Task statement: Find the line containing "Annotation task: put one keypoint on every instance of the tiled" in the material below; copy that line and all following lines exactly.

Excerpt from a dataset
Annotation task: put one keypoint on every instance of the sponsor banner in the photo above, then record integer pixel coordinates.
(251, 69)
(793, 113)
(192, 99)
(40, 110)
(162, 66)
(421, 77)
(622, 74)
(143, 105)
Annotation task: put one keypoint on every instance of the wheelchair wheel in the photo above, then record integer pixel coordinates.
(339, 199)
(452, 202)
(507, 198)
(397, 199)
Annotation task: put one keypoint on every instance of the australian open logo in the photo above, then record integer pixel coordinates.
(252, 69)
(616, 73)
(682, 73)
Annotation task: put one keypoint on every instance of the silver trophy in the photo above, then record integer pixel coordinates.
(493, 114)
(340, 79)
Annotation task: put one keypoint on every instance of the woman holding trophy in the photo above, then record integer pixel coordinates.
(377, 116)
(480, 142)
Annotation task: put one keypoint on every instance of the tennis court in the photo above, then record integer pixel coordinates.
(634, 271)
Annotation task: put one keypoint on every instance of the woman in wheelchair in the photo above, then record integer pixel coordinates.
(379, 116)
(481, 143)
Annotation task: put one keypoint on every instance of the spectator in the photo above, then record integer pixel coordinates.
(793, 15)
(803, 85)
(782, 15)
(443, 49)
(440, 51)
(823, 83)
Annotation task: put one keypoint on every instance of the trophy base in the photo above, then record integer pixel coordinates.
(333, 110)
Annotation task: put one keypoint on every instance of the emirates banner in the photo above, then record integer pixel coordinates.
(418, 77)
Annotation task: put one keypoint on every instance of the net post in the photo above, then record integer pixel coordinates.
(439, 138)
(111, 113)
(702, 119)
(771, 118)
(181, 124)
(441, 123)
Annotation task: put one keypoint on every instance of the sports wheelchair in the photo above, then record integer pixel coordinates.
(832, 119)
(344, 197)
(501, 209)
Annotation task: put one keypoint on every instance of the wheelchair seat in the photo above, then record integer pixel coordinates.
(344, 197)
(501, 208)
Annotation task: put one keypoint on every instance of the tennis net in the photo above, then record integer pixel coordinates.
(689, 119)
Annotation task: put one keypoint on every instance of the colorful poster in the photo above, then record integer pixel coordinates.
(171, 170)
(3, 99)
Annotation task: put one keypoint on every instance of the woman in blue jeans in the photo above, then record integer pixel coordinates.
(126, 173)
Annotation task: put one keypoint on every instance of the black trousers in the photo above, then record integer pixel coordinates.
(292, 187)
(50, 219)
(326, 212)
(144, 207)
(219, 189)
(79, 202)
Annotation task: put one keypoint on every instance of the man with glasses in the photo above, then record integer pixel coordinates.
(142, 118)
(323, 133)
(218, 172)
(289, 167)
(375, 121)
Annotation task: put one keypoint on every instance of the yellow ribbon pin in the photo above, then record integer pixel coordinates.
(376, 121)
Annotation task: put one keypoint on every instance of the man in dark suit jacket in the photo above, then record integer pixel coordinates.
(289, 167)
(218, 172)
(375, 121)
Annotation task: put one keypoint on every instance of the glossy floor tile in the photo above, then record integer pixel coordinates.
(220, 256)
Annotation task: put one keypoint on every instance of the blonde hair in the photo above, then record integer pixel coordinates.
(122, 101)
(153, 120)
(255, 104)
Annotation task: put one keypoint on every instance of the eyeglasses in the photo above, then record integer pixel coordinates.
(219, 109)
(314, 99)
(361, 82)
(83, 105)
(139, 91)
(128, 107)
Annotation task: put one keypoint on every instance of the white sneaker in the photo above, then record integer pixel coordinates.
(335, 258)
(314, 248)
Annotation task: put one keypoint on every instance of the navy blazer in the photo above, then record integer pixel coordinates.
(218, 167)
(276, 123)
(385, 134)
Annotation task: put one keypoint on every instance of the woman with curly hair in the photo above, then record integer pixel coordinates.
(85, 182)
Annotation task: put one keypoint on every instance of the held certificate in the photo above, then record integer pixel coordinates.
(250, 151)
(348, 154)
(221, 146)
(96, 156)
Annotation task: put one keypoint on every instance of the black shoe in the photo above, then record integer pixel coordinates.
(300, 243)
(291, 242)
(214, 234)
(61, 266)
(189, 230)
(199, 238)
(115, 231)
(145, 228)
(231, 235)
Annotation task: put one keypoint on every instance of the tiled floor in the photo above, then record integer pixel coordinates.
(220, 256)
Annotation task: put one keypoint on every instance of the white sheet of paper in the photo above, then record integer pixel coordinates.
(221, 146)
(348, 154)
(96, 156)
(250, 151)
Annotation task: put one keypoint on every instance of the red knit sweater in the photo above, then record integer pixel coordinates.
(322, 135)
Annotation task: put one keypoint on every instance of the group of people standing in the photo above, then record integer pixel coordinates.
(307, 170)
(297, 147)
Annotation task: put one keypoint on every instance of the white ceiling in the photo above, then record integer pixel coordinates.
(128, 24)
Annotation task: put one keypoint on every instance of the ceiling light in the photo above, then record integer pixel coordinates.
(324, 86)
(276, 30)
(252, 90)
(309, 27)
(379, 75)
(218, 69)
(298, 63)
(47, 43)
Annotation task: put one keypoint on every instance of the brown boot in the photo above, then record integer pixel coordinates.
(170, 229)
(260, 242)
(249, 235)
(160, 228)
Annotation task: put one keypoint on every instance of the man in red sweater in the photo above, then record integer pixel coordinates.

Worked answer:
Annotation task: put one keypoint on every instance of the tiled floor in the photo above, then record integer pixel coordinates.
(220, 256)
Annotation task: put one keypoint on every instance of the white sheet of paper in the photo above, then record integer pixel coordinates.
(221, 146)
(348, 154)
(96, 156)
(250, 151)
Annotation task: put one keypoint on every instance of the red knit sweater in the photo above, then record integer pixel coordinates.
(322, 135)
Annotation task: put one keypoint on every instance of the group of people standing in the photo above, then record integer pixel coordinates.
(307, 170)
(297, 147)
Annotation task: put one keypoint on every instance of the white ceiling in the photo above, then record integer pixel coordinates.
(128, 24)
Annotation task: put one keypoint on every instance of the ceiling light in the photo above, then record integer pixel coordinates.
(324, 86)
(276, 30)
(252, 90)
(309, 27)
(379, 75)
(218, 69)
(298, 63)
(47, 43)
Annotation task: put one keypoint on every instance of the brown boot in the photo above, then record integer pixel coordinates.
(170, 229)
(260, 242)
(249, 235)
(160, 228)
Annotation task: put one keypoint on every instance of the man in red sweater in the photo above, then record integer pixel coordinates.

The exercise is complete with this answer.